» **MATERIAL**
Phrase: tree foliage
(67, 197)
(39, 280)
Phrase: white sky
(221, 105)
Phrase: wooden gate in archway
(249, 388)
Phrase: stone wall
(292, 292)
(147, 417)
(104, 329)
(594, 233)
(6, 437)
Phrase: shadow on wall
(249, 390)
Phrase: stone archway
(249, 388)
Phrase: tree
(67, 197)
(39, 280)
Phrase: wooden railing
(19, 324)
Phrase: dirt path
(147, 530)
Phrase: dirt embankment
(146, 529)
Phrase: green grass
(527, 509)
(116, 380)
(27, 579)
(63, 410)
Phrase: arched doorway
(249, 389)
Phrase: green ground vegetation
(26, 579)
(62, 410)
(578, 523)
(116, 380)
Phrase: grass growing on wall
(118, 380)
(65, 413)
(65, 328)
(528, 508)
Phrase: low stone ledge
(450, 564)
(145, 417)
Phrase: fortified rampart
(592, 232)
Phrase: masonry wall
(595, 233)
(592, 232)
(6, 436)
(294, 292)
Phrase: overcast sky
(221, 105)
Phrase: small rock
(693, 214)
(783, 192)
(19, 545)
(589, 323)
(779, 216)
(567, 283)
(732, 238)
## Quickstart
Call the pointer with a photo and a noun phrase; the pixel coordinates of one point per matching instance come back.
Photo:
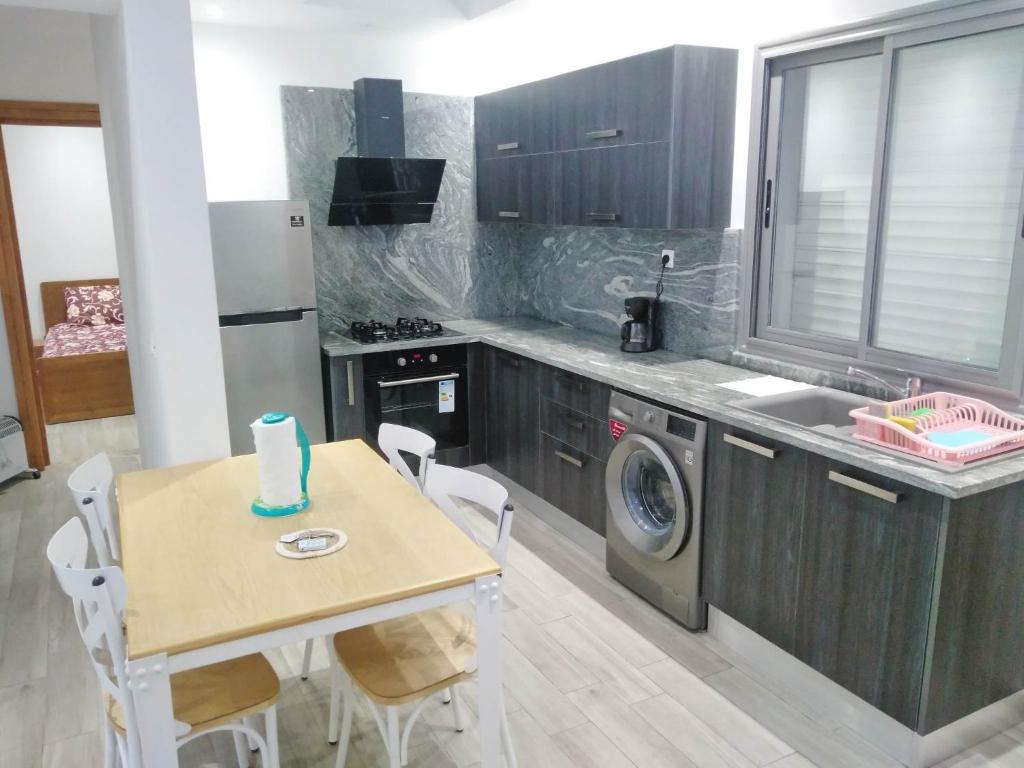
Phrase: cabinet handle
(570, 381)
(754, 448)
(606, 133)
(350, 366)
(569, 459)
(864, 487)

» **EXERCISE**
Can you reproduce every item above word for word, omitting any pictures?

» **EXERCISE RESPONSE**
Phrase: tree foliage
(67, 197)
(39, 280)
Phrase: white sky
(221, 105)
Phrase: wooden gate in archway
(249, 388)
Phrase: stone wall
(292, 292)
(147, 417)
(104, 329)
(594, 233)
(6, 437)
Phrase: shadow on wall
(249, 390)
Phrase: stone archway
(249, 388)
Phrase: tree
(67, 197)
(39, 280)
Phrase: wooden railing
(19, 324)
Phrase: dirt path
(147, 530)
Phrase: dirt embankment
(146, 529)
Phrase: green grass
(527, 509)
(116, 380)
(27, 579)
(63, 410)
Phrase: arched doorway
(249, 389)
Phrase: green ground vegetation
(26, 579)
(62, 410)
(578, 523)
(116, 380)
Phrase: grass growing on wall
(118, 380)
(65, 413)
(65, 328)
(528, 508)
Phrase: low stone ledge
(450, 564)
(145, 417)
Phrase: fortified rampart
(592, 232)
Phrase: masonry wall
(595, 233)
(592, 232)
(6, 436)
(294, 292)
Phrase: overcast sky
(221, 105)
Phrase: small rock
(693, 214)
(783, 192)
(19, 545)
(589, 323)
(779, 216)
(567, 283)
(732, 238)
## Quickstart
Call the pointer with a photo and a noun phrase; the pixel coordinates of one point per matching instance come back.
Photo:
Phrase: cabinet handle
(570, 381)
(754, 448)
(606, 133)
(350, 366)
(569, 459)
(864, 487)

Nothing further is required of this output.